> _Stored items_

------------------------------

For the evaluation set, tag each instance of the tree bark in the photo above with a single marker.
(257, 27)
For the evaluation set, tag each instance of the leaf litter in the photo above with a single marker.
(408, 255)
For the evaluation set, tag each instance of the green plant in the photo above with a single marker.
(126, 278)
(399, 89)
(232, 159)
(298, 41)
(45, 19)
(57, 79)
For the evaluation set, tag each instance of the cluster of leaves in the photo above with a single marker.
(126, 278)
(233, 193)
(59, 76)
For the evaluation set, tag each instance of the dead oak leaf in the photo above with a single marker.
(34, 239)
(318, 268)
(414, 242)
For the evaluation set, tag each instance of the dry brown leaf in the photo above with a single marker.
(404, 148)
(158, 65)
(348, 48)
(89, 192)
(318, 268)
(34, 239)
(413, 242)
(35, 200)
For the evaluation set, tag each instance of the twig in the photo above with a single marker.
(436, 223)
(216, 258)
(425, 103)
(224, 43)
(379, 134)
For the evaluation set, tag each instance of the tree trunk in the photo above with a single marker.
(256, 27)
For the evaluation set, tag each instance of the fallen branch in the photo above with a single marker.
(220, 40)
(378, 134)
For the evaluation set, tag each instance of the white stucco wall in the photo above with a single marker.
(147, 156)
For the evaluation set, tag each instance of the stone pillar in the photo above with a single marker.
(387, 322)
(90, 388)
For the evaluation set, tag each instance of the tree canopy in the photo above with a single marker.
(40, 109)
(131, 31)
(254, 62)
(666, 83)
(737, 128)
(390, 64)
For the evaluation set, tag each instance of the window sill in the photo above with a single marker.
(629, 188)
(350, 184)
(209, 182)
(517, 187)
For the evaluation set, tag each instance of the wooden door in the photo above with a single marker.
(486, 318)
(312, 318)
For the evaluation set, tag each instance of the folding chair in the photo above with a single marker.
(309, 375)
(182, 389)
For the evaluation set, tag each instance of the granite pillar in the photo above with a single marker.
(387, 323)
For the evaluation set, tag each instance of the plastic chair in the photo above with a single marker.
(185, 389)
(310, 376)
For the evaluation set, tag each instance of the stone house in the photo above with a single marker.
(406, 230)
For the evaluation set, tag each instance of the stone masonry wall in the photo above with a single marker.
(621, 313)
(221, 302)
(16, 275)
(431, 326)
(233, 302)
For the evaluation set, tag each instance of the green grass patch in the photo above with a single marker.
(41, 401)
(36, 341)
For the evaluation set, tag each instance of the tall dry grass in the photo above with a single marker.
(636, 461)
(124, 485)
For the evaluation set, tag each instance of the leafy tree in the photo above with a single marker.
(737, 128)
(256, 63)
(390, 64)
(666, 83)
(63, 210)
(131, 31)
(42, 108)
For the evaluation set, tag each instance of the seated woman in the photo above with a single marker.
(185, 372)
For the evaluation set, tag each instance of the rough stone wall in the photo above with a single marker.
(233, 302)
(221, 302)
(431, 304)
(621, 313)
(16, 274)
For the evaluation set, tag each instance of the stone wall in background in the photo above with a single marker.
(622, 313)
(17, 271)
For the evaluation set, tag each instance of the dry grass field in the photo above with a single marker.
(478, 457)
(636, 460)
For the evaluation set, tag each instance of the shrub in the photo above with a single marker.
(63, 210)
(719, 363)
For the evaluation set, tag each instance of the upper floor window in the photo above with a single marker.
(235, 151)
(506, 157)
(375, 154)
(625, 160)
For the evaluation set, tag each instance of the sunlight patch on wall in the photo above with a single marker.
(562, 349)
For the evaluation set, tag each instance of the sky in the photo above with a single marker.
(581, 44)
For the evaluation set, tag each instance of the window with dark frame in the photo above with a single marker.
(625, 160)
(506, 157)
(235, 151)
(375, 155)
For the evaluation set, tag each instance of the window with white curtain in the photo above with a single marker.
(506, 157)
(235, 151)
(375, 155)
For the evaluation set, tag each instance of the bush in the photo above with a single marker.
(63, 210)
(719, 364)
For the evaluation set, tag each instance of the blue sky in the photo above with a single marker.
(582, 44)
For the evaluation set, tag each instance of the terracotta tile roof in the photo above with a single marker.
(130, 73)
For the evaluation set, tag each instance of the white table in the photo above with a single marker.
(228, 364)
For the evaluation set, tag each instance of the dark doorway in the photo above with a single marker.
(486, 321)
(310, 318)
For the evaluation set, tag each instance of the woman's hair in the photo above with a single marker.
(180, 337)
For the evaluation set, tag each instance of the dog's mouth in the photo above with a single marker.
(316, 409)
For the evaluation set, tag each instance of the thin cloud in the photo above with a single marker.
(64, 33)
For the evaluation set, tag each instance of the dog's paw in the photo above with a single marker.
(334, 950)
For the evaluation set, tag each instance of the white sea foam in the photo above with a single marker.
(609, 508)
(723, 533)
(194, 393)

------------------------------

> _Goal_
Could you retype all of the rows above word for word, changing nothing?

> _Output_
For the evaluation set, tag each instance of the tree bark in the photo above with a single marker.
(257, 27)
For the evaluation set, tag each instance of the leaf litter in the photo above with a single marker.
(408, 255)
For the evaluation set, tag each instance of the green plant in the photo above with a single marker.
(126, 278)
(399, 89)
(232, 159)
(298, 41)
(45, 19)
(57, 79)
For the evaluation set, tag each instance of the cluster of leaves in the photo above with a single marker.
(126, 278)
(233, 193)
(59, 76)
For the evaluation set, tag each instance of the dead oak leaf in the photo above with a single marker.
(34, 239)
(318, 268)
(414, 242)
For the evaluation set, tag each instance of the dry brown leaf in the photo above with a single marker.
(404, 148)
(158, 65)
(348, 48)
(89, 192)
(318, 268)
(34, 239)
(413, 242)
(35, 200)
For the evaluation set, tag each instance of the twig in the photo above with a single marker.
(436, 223)
(216, 258)
(425, 103)
(224, 43)
(379, 134)
For the evaluation set, tag each instance of the tree trunk in the photo above with a single marker.
(256, 27)
For the evaluation set, tag each instance of the fallen branch in the photo above with a single marker.
(220, 40)
(378, 134)
For the evaluation set, tag each instance of the white stucco wall in the photo above with a single marker.
(147, 156)
For the evaluation set, tag each instance of the stone pillar in the photo above with a single marker.
(387, 322)
(90, 388)
For the evaluation set, tag each instance of the tree canopy in the photo above with a single marker.
(40, 109)
(131, 31)
(254, 62)
(666, 83)
(737, 128)
(390, 64)
For the evaluation set, tag each instance of the window sill in the photo above with a single marker.
(629, 188)
(350, 184)
(209, 182)
(517, 187)
For the evaluation set, tag each instance of the wooden door in the photo above with a single marker.
(486, 318)
(312, 318)
For the evaluation set, tag each instance of the folding chair in the photo above with a single marker.
(309, 375)
(182, 389)
For the evaluation set, tag each instance of the granite pillar in the photo above with a single marker.
(387, 323)
For the evaluation set, tag each instance of the plastic chair in the photo above with a single marker.
(185, 389)
(310, 376)
For the evaluation set, tag each instance of the stone house in the photo above with a single marker.
(406, 230)
For the evaluation set, tag each instance of the stone masonry wall in the photo above with a single marker.
(621, 313)
(221, 302)
(16, 275)
(431, 326)
(233, 302)
For the evaluation set, tag each instance of the green grass patch in the photo above with a single marker.
(41, 401)
(36, 341)
For the evaluation set, tag each instance of the tall dry grass in the photo above with a single marker.
(636, 461)
(124, 485)
For the evaluation set, tag each instance of the leafy tree in the photo above with a single marker.
(737, 128)
(256, 63)
(390, 64)
(666, 83)
(63, 210)
(131, 31)
(42, 108)
For the evaluation set, tag each instance of the seated woman in the photo above with a single marker.
(185, 372)
For the evaluation set, tag each instance of the rough stone wall in the photo above with a single marker.
(233, 302)
(221, 302)
(431, 304)
(621, 313)
(16, 274)
For the evaluation set, tag each instance of the stone wall in background in the photo above with a single marker.
(622, 313)
(17, 271)
For the evaluation set, tag each instance of the dry grass field in the photo above with a single marker.
(478, 457)
(636, 460)
For the evaluation set, tag each instance of the shrub in the photo above with a single marker.
(63, 210)
(719, 363)
For the evaluation set, tag each instance of the upper floor window in the photo above with a single marker.
(235, 151)
(506, 157)
(375, 154)
(625, 160)
For the evaluation set, tag each instance of the sunlight patch on wall in the photo above with a single marker.
(562, 349)
For the evaluation set, tag each instance of the sky in the photo above with a single marker.
(581, 44)
For the evaluation set, tag each instance of the window with dark frame in the photo above with a single marker.
(625, 160)
(506, 157)
(235, 151)
(375, 155)
For the evaluation set, tag each instance of the window with white curtain in the photo above with a single marker.
(506, 157)
(235, 151)
(375, 155)
For the evaluation set, tag each instance of the bush in the photo above with a single marker.
(63, 210)
(719, 364)
For the evaluation set, tag each instance of the blue sky in the photo above with a single marker.
(582, 44)
For the evaluation set, tag each instance of the terracotta tile roof in the photo above with a single marker.
(130, 73)
For the evaluation set, tag each instance of the white table in the photo above with a single marker.
(228, 364)
For the evaluation set, tag each instance of the dark doorway in the photo above with a single marker.
(486, 321)
(310, 318)
For the evaluation set, tag each instance of the woman's hair in the photo above with a single marker.
(180, 337)
For the evaluation set, tag each instance of the dog's mouth in the photo above with a single marker.
(316, 409)
For the evaluation set, tag each instance of the thin cloud in the photo above with a single marker.
(64, 33)
For the evaluation set, tag each instance of the dog's paw in the photo above with a single marker.
(334, 950)
For the evaluation set, tag each instance of the white sea foam in the photo above with a single marker.
(609, 508)
(723, 533)
(194, 393)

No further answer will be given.